**INPUT RECORDS**
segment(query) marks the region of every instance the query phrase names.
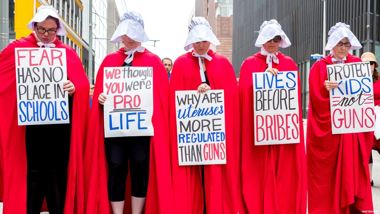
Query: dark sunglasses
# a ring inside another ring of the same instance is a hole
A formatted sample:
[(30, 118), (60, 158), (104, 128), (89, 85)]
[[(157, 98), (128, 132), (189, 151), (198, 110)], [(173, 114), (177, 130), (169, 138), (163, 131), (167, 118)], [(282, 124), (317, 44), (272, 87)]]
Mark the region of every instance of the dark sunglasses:
[(42, 28), (37, 28), (37, 31), (41, 34), (45, 34), (45, 32), (46, 31), (48, 32), (48, 33), (49, 34), (49, 35), (54, 35), (55, 34), (55, 32), (57, 32), (57, 30), (46, 30), (44, 29), (43, 29)]
[(346, 42), (345, 43), (343, 43), (343, 42), (338, 42), (338, 43), (336, 44), (336, 46), (339, 46), (339, 47), (340, 47), (340, 46), (342, 46), (344, 45), (346, 47), (351, 46), (351, 43), (349, 42)]
[(281, 36), (276, 36), (274, 37), (274, 38), (271, 39), (271, 40), (267, 42), (271, 42), (272, 40), (273, 40), (273, 42), (278, 42), (281, 40)]

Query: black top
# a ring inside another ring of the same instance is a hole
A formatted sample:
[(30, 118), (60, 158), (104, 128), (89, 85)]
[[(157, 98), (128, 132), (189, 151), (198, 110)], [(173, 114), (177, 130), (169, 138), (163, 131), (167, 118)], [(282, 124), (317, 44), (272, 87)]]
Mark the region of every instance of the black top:
[(204, 71), (204, 78), (206, 79), (206, 81), (204, 82), (202, 82), (202, 83), (206, 83), (209, 86), (210, 82), (209, 81), (209, 78), (207, 78), (207, 73), (206, 73), (206, 71)]

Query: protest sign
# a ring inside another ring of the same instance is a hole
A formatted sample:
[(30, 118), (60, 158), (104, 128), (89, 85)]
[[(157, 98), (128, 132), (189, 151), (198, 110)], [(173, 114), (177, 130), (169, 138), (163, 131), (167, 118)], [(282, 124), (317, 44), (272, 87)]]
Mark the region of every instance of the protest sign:
[(106, 137), (154, 135), (153, 68), (104, 68)]
[(177, 91), (175, 99), (179, 165), (225, 164), (224, 91)]
[(255, 145), (299, 142), (298, 75), (253, 73)]
[(15, 48), (19, 125), (70, 123), (64, 48)]
[(369, 62), (329, 65), (327, 75), (328, 80), (339, 84), (330, 91), (332, 134), (374, 131), (373, 83)]

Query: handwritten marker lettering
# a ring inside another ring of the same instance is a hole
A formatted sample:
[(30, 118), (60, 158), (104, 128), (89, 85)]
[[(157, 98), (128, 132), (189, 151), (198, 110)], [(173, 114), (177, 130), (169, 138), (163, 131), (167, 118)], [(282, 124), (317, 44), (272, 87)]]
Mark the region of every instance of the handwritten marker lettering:
[(298, 73), (253, 73), (255, 145), (299, 142)]
[(328, 79), (339, 86), (330, 91), (332, 134), (375, 130), (372, 76), (369, 62), (327, 65)]

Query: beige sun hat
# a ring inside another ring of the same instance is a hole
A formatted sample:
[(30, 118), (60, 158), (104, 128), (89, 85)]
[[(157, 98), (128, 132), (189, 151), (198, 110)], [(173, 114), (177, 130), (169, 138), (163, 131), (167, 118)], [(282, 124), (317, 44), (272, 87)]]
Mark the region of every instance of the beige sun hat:
[(366, 52), (361, 54), (361, 57), (360, 58), (361, 61), (363, 62), (372, 61), (375, 62), (375, 67), (377, 68), (379, 67), (379, 64), (376, 61), (376, 57), (375, 55), (371, 52)]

**INSTRUCTIONS TO FOLLOW**
How many lines of the listing above contain the string "region"? Reply with the number alone.

**TASK RESPONSE**
6